> **Aim**: Please format all of the data below as a JSON list of strings, one string per line, leaving out any blank lines.

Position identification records

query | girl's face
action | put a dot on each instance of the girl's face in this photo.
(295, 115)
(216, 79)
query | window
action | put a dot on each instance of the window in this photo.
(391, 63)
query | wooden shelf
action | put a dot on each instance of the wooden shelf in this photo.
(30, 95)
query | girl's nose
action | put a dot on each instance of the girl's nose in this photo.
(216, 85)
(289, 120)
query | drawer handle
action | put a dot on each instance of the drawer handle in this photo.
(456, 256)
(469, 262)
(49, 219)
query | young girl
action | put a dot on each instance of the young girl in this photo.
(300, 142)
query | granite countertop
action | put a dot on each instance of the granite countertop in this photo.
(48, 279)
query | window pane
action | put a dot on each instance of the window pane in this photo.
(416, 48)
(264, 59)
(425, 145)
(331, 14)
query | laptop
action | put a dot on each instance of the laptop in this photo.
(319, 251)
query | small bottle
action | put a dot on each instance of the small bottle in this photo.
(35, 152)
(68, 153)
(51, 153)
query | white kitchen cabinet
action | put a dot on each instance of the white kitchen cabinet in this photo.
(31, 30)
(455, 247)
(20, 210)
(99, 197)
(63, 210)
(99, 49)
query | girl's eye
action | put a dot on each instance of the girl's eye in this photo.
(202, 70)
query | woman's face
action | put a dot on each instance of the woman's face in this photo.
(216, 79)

> **In response**:
[
  "query | girl's face",
  "action | put a dot on each instance of the girl's face in this photo.",
  "(295, 115)",
  "(216, 79)",
  "query | window",
  "action | put a dot on each instance of the window in this photo.",
  "(391, 63)",
  "query | wooden shelf",
  "action | put a dot on each instance of the wooden shelf in this photo.",
  "(30, 95)",
  "query | girl's nose",
  "action | put a dot on each instance of the girl's nose in this photo.",
  "(216, 85)",
  "(289, 120)",
  "query | drawer handle",
  "action | put a dot on each instance of the drawer handle in this photo.",
  "(456, 256)",
  "(469, 262)",
  "(49, 219)",
  "query | young girl",
  "action | put a dot on each instance of the young girl in this photo.",
  "(300, 142)",
  "query | granite countertop",
  "action | put a dot on each instance of the granite countertop in this photo.",
  "(48, 279)",
  "query | window pane",
  "action | put a dot on each instance of the window pane in this photo.",
  "(416, 48)",
  "(264, 59)",
  "(425, 145)",
  "(331, 14)",
  "query | laptop",
  "action | put a dot on each instance of the laptop in this photo.",
  "(319, 251)",
  "query | small bottle",
  "action | put a dot on each instance of the small bottle in this photo.",
  "(35, 152)",
  "(68, 153)",
  "(51, 153)",
  "query | white kitchen cabinet",
  "action | put a dot on each instance of the white kitchen cabinet in this photo.",
  "(31, 30)",
  "(455, 247)",
  "(20, 210)",
  "(99, 197)",
  "(63, 210)",
  "(99, 49)",
  "query | girl's eye",
  "action | put a dot on each instance of the girl's eye in this photo.",
  "(202, 70)",
  "query | woman's face",
  "action | put a dot on each instance of the woman's face in this photo.",
  "(216, 79)"
]